Problem to work on
Within the data that follows, set down exactly the lines from the one containing "Target: red hot air balloon" through the one containing "Target: wooden plank walkway", both ends included.

Material to process
□ □ □ □ □ □ □
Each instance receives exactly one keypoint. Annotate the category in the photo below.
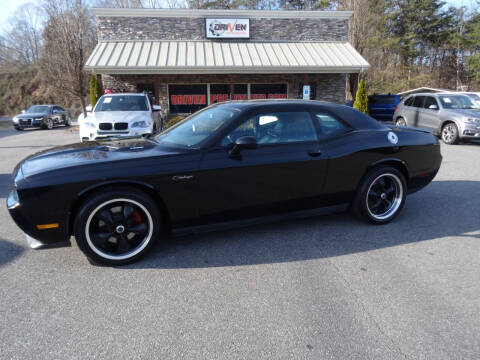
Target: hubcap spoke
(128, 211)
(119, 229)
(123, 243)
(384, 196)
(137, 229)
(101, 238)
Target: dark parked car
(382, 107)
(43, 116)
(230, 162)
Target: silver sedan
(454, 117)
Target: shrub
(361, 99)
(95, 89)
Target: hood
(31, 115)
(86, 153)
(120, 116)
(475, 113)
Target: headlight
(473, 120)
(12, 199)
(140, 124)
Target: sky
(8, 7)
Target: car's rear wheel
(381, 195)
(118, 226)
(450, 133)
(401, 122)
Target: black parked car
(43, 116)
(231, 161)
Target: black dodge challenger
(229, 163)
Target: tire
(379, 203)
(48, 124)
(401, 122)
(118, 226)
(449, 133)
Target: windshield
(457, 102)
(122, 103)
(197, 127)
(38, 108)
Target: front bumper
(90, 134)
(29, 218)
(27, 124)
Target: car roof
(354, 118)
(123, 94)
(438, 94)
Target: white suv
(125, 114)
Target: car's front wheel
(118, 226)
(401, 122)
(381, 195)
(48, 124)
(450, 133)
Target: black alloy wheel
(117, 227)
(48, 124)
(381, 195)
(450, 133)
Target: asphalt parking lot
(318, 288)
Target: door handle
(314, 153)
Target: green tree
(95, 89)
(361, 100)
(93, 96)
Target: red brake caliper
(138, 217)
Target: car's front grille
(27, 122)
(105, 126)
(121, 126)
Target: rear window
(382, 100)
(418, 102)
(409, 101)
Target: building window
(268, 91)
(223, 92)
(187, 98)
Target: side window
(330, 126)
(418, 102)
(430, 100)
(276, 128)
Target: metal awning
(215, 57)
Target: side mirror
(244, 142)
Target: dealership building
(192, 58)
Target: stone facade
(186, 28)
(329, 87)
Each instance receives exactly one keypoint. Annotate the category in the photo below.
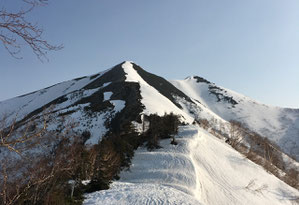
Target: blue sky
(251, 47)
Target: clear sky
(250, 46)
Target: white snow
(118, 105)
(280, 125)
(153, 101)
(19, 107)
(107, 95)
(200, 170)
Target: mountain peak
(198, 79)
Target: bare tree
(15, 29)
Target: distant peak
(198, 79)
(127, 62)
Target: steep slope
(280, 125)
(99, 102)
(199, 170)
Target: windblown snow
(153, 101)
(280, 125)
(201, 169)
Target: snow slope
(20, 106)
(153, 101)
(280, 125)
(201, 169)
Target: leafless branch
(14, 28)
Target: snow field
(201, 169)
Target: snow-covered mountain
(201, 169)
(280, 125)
□ □ □ □ □ □ □
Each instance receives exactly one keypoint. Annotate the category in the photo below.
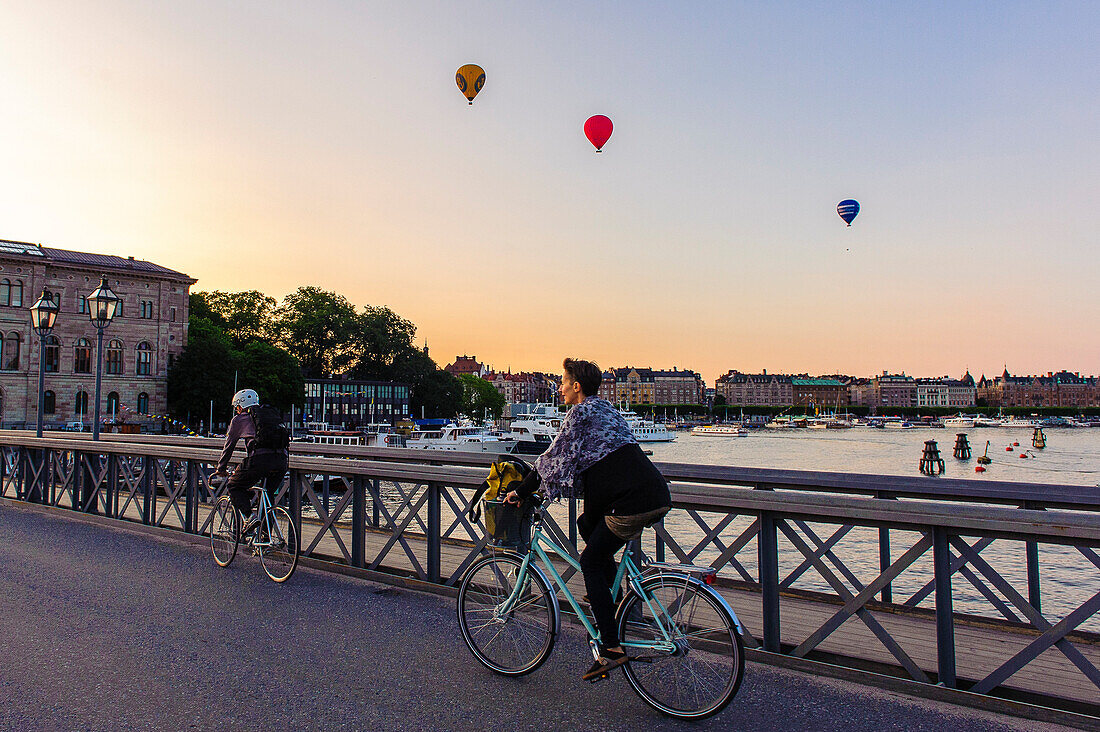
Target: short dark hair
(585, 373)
□ □ □ □ □ □ □
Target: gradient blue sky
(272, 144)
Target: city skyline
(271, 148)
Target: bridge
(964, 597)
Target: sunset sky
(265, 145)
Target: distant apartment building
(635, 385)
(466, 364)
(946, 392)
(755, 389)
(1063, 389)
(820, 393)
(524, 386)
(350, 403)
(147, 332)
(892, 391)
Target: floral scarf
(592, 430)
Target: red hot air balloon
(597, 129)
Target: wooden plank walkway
□ □ □ □ □ □ □
Exercise response
Target: red hot air balloon
(597, 129)
Target: wooden plank walkway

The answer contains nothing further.